* _Exercise instructions_:
Set down each of the records below word for word.

>> START Input data

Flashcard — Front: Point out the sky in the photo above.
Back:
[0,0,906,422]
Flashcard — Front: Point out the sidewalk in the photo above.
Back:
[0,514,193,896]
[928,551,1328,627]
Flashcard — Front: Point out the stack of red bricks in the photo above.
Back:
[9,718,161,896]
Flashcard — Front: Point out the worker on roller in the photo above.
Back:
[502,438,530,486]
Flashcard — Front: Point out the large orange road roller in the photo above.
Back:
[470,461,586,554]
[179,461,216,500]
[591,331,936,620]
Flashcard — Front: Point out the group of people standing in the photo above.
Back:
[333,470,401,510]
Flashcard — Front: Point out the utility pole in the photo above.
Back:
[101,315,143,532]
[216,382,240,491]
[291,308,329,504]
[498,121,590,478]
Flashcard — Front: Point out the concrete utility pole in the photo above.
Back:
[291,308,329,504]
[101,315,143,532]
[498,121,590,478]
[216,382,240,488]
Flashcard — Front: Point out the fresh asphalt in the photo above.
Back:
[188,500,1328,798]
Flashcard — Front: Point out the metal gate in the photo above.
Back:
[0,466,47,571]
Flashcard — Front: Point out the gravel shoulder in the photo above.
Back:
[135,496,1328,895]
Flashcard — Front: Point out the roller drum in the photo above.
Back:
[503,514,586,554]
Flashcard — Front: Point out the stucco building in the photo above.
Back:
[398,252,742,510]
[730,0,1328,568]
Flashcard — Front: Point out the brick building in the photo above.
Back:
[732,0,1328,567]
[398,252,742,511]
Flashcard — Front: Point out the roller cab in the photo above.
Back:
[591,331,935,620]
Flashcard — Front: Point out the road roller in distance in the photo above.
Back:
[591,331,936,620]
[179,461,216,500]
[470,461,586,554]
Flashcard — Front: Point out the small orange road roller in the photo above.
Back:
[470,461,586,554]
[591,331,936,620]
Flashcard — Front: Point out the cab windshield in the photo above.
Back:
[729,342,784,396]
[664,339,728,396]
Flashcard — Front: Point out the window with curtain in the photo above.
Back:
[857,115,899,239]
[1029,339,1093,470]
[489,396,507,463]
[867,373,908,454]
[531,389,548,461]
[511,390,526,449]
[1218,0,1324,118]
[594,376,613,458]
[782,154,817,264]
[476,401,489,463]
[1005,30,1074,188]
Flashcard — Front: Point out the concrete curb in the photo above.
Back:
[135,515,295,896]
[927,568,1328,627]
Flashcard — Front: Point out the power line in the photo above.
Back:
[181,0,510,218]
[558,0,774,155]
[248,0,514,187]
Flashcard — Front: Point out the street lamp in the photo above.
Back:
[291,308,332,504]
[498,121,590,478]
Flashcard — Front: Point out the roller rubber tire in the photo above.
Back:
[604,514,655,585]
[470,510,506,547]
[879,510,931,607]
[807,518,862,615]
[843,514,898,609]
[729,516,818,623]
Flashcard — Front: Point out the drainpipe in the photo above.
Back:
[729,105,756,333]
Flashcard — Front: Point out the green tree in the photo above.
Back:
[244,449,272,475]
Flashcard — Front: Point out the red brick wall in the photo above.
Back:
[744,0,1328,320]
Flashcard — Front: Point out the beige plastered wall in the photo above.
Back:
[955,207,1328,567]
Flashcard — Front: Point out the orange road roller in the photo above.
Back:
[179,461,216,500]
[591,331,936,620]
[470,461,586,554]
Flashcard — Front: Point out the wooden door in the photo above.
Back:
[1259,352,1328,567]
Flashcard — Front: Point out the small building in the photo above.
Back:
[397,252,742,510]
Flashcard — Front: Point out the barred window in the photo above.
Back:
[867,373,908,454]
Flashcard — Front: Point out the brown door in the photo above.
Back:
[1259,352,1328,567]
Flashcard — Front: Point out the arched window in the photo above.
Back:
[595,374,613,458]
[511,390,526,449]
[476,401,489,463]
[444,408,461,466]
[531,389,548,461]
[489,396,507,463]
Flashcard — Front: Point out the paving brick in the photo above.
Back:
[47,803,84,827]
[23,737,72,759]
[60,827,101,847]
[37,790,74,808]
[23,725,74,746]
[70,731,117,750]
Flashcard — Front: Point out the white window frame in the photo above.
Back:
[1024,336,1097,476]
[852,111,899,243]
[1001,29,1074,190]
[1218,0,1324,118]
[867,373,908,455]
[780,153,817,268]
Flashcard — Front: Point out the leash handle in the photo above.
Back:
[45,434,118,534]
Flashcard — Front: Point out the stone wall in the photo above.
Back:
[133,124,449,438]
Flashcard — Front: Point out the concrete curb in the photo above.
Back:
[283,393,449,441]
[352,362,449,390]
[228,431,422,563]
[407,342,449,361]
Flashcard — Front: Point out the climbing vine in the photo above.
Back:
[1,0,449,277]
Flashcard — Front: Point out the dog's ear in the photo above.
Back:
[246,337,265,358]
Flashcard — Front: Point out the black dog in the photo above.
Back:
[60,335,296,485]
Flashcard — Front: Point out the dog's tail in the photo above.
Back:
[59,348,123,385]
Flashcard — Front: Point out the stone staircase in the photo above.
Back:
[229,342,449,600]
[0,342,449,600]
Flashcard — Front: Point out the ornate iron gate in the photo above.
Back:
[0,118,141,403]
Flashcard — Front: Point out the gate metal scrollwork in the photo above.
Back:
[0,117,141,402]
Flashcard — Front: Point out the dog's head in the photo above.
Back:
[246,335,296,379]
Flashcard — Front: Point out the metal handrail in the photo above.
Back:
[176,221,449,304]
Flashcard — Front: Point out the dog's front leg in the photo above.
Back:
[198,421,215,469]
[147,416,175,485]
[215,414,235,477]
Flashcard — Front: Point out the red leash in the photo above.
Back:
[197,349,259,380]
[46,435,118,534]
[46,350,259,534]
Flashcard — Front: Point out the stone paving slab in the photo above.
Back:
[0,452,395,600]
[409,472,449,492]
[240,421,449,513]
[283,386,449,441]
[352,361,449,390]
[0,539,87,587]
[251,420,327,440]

>> END Input data

* _Written answer_:
Flashcard — Front: Point out the sky in the photo above.
Back:
[0,0,906,422]
Flashcard — Front: Point out the sidewalk in the photo above.
Back:
[0,514,193,896]
[928,551,1328,627]
Flashcard — Front: Point out the stack of red bricks in the photo above.
Back:
[9,718,161,896]
Flashcard — Front: Point out the worker on roller in the photo above.
Back:
[502,438,530,486]
Flashcard — Front: Point out the large orange road roller in the photo above.
Back:
[470,461,586,554]
[179,461,216,500]
[591,331,936,620]
Flashcard — Front: Point out the group of people standing in the photo above.
Back:
[333,470,401,510]
Flashcard — Front: Point out the utility pole in the photo above.
Back:
[101,315,143,532]
[216,382,240,491]
[291,308,329,504]
[498,121,590,478]
Flashcard — Front: Point out the concrete utility pole in the photo above.
Back:
[291,308,329,504]
[101,315,143,532]
[498,121,590,478]
[216,382,240,488]
Flashcard — Front: Point out the fresh asphalt in the photo above.
Back:
[188,500,1328,798]
Flashcard — Front: Point out the metal gate in the photo above.
Back:
[0,466,47,571]
Flashcard — Front: Point out the gravel shoulder in the photo above.
Back:
[135,496,1328,895]
Flashcard — Front: Point out the roller drum in the photo above.
Back:
[503,514,586,554]
Flashcard — Front: Point out the stucco building in the photo above.
Back:
[398,252,742,510]
[730,0,1328,568]
Flashcard — Front: Point out the brick building in the photo above.
Back:
[732,0,1328,567]
[398,252,742,511]
Flashcard — Front: Point out the roller cab in the photo above.
Back:
[591,331,935,620]
Flashcard — Front: Point out the road roller in distance in the photo above.
Back:
[591,331,936,620]
[179,461,216,500]
[470,461,586,554]
Flashcard — Front: Point out the small orange road roller in the photo above.
Back:
[470,461,586,554]
[591,331,936,620]
Flashcard — Front: Point out the cab windshield in the photo above.
Back:
[729,342,784,396]
[664,339,728,396]
Flashcard — Front: Point out the window with curtain in the photo above.
Back:
[857,115,899,239]
[1029,339,1093,470]
[489,396,507,463]
[867,373,908,454]
[531,389,548,461]
[511,390,526,449]
[1218,0,1324,118]
[594,376,613,458]
[782,154,817,264]
[476,401,489,463]
[1005,30,1074,188]
Flashcard — Front: Point out the concrete curb in the photo above.
Back:
[135,515,295,896]
[927,568,1328,627]
Flashcard — Front: Point out the power line in the photo above.
Back:
[181,0,510,218]
[558,0,774,155]
[248,0,514,187]
Flashcard — Front: Point out the street lamp in the photo above.
Back:
[291,308,332,504]
[498,121,590,478]
Flashcard — Front: Point out the roller rubber tire in the photo above.
Back:
[604,514,655,585]
[470,510,506,547]
[879,510,931,607]
[807,518,862,615]
[843,514,898,609]
[729,516,818,623]
Flashcard — Front: Point out the drainpipe in the photo above.
Back:
[729,105,756,333]
Flashcard — Front: Point out the green tree in the photo above.
Back:
[244,449,272,475]
Flashcard — Front: Point out the red brick wall in the photo above.
Back:
[744,0,1328,320]
Flashcard — Front: Point out the beige plastered wall in the photo above.
Back:
[955,207,1328,567]
Flashcard — Front: Point out the orange road roller in the photo above.
Back:
[179,461,216,500]
[591,331,936,620]
[470,461,586,554]
Flashcard — Front: Point out the wooden door in the photo above.
Back:
[1259,352,1328,567]
Flashcard — Front: Point out the small building in the photo above.
Back:
[397,252,742,510]
Flashcard — Front: Point out the barred window in the photo above.
Back:
[867,373,908,454]
Flashcard — Front: Point out the brown door in the photo above.
Back:
[1259,352,1328,567]
Flashcard — Front: Point out the arched window in the photo above.
Back:
[595,374,613,458]
[511,390,526,449]
[476,401,489,463]
[444,408,461,466]
[531,389,548,461]
[489,396,507,463]
Flashcard — Front: Point out the paving brick in the photo above.
Back:
[47,803,84,827]
[23,737,72,759]
[60,827,101,847]
[37,790,74,808]
[23,725,74,746]
[70,731,117,750]
Flashcard — Front: Point out the white window frame in the photo above.
Back:
[1024,336,1097,476]
[852,111,899,243]
[1001,29,1074,190]
[1218,0,1324,118]
[867,373,908,455]
[780,153,817,268]
Flashcard — Front: Point out the leash handle in the photo above.
Back:
[45,434,118,534]
Flashcard — Front: Point out the stone wall in the photo above.
Back:
[133,124,449,438]
Flashcard — Front: Point out the concrete curb in the photo above.
Back:
[283,393,449,441]
[352,362,449,390]
[228,431,422,563]
[407,342,449,361]
Flashcard — Front: Point out the climbing vine in the photo above.
Back:
[1,0,449,277]
Flashcard — Front: Point out the dog's ear in the photo above.
Back:
[246,337,265,358]
Flashcard — Front: Point out the black dog in the photo above.
Back:
[60,335,296,485]
Flashcard — Front: Point out the dog's tail in the photo above.
Back:
[59,348,123,385]
Flashcard — Front: Point out the stone staircase in the photo above.
Back:
[229,342,449,600]
[0,342,449,600]
Flashcard — Front: Point out the ornate iron gate in the photo above.
Back:
[0,118,141,403]
Flashcard — Front: Point out the gate metal scrollwork in the photo above.
Back:
[0,117,141,402]
Flashcard — Front: Point out the dog's head in the photo above.
Back:
[246,335,296,379]
Flashcard — Front: Point out the metal handrail in the photo above.
Back:
[176,221,449,304]
Flashcard — Front: Point out the dog's front leg in the photo above.
Back:
[198,421,215,469]
[147,416,175,485]
[215,414,235,477]
Flashcard — Front: Point out the red leash in the photo above.
Back:
[197,349,259,380]
[46,435,118,534]
[46,350,259,534]
Flashcard — Front: Point out the stone paving slab in the photo above.
Back:
[0,452,395,600]
[409,472,449,492]
[240,421,449,513]
[283,386,449,441]
[352,361,449,390]
[0,539,87,587]
[251,420,327,440]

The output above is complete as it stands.